[Begin Supplied material]

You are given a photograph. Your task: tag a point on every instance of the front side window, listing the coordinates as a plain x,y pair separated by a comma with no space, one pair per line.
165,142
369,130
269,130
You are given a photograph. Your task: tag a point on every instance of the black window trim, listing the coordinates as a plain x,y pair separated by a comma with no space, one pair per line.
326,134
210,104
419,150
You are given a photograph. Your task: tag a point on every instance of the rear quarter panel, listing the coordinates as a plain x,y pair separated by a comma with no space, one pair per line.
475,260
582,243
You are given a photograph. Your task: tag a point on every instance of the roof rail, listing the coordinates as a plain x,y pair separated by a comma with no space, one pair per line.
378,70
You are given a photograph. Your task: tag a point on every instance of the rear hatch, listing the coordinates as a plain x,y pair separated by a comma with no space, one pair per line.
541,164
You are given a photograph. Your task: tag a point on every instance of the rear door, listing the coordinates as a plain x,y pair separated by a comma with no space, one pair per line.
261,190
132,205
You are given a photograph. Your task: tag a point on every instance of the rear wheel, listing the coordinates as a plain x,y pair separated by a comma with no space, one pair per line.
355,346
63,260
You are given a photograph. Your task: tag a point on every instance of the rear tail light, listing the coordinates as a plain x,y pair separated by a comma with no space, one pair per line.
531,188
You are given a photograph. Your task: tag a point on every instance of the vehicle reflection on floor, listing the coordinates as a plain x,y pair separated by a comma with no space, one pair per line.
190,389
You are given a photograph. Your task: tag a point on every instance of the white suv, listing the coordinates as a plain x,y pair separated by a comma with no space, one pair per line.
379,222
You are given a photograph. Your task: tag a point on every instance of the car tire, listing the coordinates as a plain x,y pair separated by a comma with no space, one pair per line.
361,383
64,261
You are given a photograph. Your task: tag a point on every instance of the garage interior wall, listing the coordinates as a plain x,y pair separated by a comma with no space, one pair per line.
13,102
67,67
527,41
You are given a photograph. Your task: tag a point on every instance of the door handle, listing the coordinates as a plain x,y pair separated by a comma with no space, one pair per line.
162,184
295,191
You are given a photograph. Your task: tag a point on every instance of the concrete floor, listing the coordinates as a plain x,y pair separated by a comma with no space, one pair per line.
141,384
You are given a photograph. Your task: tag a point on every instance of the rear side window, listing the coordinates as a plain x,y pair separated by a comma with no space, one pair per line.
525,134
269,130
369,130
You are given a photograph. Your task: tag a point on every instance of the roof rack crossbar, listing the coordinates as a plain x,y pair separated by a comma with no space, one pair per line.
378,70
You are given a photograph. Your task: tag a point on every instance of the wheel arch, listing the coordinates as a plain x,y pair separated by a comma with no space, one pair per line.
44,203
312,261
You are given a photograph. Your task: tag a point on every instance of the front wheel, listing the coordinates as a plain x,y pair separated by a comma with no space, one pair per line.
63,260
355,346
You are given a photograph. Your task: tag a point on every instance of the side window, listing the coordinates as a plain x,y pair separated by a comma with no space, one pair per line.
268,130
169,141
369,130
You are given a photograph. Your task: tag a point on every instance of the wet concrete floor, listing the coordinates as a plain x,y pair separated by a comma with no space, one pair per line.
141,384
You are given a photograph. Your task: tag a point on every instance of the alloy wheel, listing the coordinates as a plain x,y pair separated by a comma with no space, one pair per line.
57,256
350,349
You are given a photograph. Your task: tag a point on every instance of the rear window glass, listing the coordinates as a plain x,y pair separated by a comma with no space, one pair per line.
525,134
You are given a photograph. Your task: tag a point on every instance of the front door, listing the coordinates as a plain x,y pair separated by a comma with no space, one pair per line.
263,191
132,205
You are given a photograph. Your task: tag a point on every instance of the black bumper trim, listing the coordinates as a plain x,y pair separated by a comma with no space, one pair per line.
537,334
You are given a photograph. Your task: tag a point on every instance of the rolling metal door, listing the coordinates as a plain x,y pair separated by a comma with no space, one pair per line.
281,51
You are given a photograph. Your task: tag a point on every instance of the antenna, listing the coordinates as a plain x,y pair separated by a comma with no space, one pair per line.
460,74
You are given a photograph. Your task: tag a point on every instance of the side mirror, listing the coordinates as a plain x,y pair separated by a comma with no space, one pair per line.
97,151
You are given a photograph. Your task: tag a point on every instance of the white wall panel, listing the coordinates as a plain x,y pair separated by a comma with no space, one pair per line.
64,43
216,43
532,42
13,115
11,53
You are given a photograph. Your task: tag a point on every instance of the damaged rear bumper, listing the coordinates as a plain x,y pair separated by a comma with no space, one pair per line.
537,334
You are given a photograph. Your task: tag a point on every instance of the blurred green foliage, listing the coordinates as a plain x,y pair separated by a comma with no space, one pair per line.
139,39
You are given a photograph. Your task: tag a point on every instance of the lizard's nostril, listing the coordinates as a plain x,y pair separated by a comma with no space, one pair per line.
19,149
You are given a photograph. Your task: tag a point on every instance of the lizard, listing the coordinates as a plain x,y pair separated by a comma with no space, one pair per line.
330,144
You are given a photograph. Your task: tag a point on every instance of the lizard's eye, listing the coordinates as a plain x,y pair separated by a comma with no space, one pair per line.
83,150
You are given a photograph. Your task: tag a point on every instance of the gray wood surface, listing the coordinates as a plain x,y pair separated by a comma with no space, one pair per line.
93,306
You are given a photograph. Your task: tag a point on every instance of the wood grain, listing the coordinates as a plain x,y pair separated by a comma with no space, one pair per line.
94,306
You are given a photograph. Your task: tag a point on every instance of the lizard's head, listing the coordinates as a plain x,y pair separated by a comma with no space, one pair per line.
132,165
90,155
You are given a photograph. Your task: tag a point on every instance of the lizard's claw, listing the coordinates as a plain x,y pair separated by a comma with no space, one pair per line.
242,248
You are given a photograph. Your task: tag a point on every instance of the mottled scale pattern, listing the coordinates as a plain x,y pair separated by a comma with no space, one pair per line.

[End Supplied material]

**What to do:**
Print the listing above in its entirety, with every line exact.

**Solution to this exercise:**
You are given a photograph. Your task: tag a point on every instance of the front side window, listing the coordinates as a plain x,y pair separated by a comma with no space, one pair per line.
165,142
369,130
269,130
You are given a photograph. Your task: tag a point on every instance of the black window trim, listing the coordinates as a plain x,y pair separated by a comma with no space, one pair per line.
326,134
210,104
419,150
You are given a photograph. Your task: tag a point on every instance of the rear quarter panel, listing the coordinates as a plain x,y pair separated by a comma with no space, one pair per line.
475,260
582,243
You are given a photograph. Your task: tag a point on every instance of the roof rail, listing the coordinates as a plain x,y pair separated by a comma with no space, one pair per line.
378,70
You are given a photograph. Your task: tag a point on every instance of the rear hatch, listing the coordinates as a plain x,y pair separated by a comma with no space, one pair per line.
541,164
You are given a photograph. Your task: tag a point on every instance of the rear door, listing the coordinates as a plain x,y pair separated by a comma with no space, one pair per line.
261,190
132,205
You are given a photograph. Your task: tag a point on every instance of the rear wheel, listing the coordinates as a plain x,y pair separated by a comma with no space, one pair per line.
355,346
63,260
You are given a photograph. Your task: tag a point on every instance of the rear tail light, listing the coordinates as a plain x,y pair separated by a comma with no space, one pair per line.
531,188
You are given a photograph. Your task: tag a point on every instance of the vehicle reflection on floor, listing the coordinates as a plain x,y pair separated by a comma with no space, one pair per line.
190,389
You are given a photograph. Your task: tag a point on every instance of the white suv, listing the coordinates as a plain x,y pair separated by a comma with no space, one pair per line.
379,222
You are given a photograph. Your task: tag a point on every instance of the car tire, listing the coordinates as a plain x,y pair separated by a comma with no space, one pair per line.
361,383
64,261
You are given a photograph. Your task: tag a point on every instance of the garage interior wall, listing the coordinates as a plain x,y pair separated by a comma with no space, one pair per line.
13,102
67,67
527,41
You are given a photograph. Your task: tag a point on every instance of the door handle, listing the coordinates as a plain x,y pair separated by a comma with no space, one pair per line.
162,184
295,191
You are given a photograph. Your task: tag a point on every instance of the concrete floor, listing the coordinates as a plain x,y pair separated by a comma with no space, one pair per line.
141,384
You are given a photograph. Your task: tag a point on every instance of the rear side window, listing the coordinates as a plain x,y pair separated by a comma with no space, one pair per line.
525,134
269,130
369,130
You are given a photograph. Your task: tag a point on every instance of the roof rack crossbar, listing the coordinates as a plain x,y pair separated by a comma with no space, one pair per line.
378,70
You are given a photograph. Your task: tag a point on every instance of the wheel arch, listing the coordinates as a plain x,y pair separated by a comma with no space, one pair per line.
44,203
312,261
You are given a photograph. Your task: tag a point on every instance of the front wheel, listing the coordinates as a plain x,y pair separated by a comma with no space, one pair per line.
63,260
355,346
You are given a photograph. Your task: tag a point on every instance of the side window, listing the coordinates as a plain x,y pair separated by a comma with no space, one pair per line.
268,130
169,141
369,130
You are given a photograph. Your task: tag a point on every instance of the wet concrete floor, listing the coordinates as a plain x,y pair separated by a comma with no space, one pair per line.
141,384
You are given a photograph. Your task: tag a point on every instance of the alloy wheel, listing the coordinates as a plain x,y pair separated by a comma with no space, one pair per line.
57,256
350,349
You are given a photograph. Your task: tag a point on every instance of the rear window glass, listing the coordinates as a plain x,y pair separated by a comma with no space, one pair per line.
525,134
You are given a photograph. Your task: tag a point on every instance of the front door, listing the coordinates as a plain x,y pair separated by a comma with no space, one pair per line.
263,191
132,205
You are given a photograph. Your task: tag a point on every instance of the black bumper trim, listing the coordinates as a plain x,y pair separated by a comma with no space, one pair per line.
537,334
You are given a photograph. Your task: tag a point on every instance of the rolling metal door, listing the coordinates as a plain x,y pair separated by a comma with no space, one pair per line.
281,51
You are given a photograph. Your task: tag a point on every instance of the antenna, listing the coordinates as a plain x,y pair separated by a comma with no space, one pair per line.
460,74
You are given a photograph. Your task: tag a point on every instance of the side mirror, listing the coordinates as a plain x,y pair separated by a comma with no space, one pair per line.
97,151
You are given a photograph. Your task: tag a point on every instance of the white wall panel, listing the coordinates as a plain x,y pair separated by a comma with no space, one pair per line.
64,43
216,43
532,42
13,115
11,53
You are given a photograph. Your task: tag a point on every instance of the damaged rear bumper, listing the coordinates as a plain x,y pair separated by a comma with no space, one pair per line.
537,334
You are given a photograph. Your task: tag a point on every instance of the blurred green foliage, listing the coordinates as a plain x,y pair separated by a comma with no space, one pair per line.
139,39
You are given a photograph. Your task: tag a point on every instance of the lizard's nostril, listing the coordinates as a plain x,y pair separated by a comma with no space, one pair per line.
19,149
You are given a photograph. Your task: tag a point on every instance of the lizard, listing the coordinates as a plain x,y pair separated by a comma with no space, one pair per line.
330,144
You are given a photograph. Your task: tag a point on every instance of the lizard's eye, listing the coordinates as a plain x,y pair separated by a comma with no space, one pair per line.
83,150
You are given a photograph. Your task: tag a point on every instance of the gray wood surface, listing the coordinates as a plain x,y pair separated by a comma with no space, one pair per line.
93,306
You are given a photograph. Your task: tag a point on every instance of the wood grain, listing the coordinates as a plain x,y pair separated by a comma with no space, one pair per line.
94,306
You are given a photograph. Your task: tag a point on every instance of the lizard's head, listing the coordinates as a plain x,y pair separated by a comma with no space, one pair per line.
132,165
90,155
You are given a photograph. Your task: tag a point on every instance of the lizard's claw, listing the coordinates as a plain x,y pair separated by a comma with no space, one pair per line.
242,248
You are given a photograph. Your task: tag a point on every instance of the mottled scale pattern, listing the coordinates as a plain x,y pair separated by a comma with no space, one pair per line.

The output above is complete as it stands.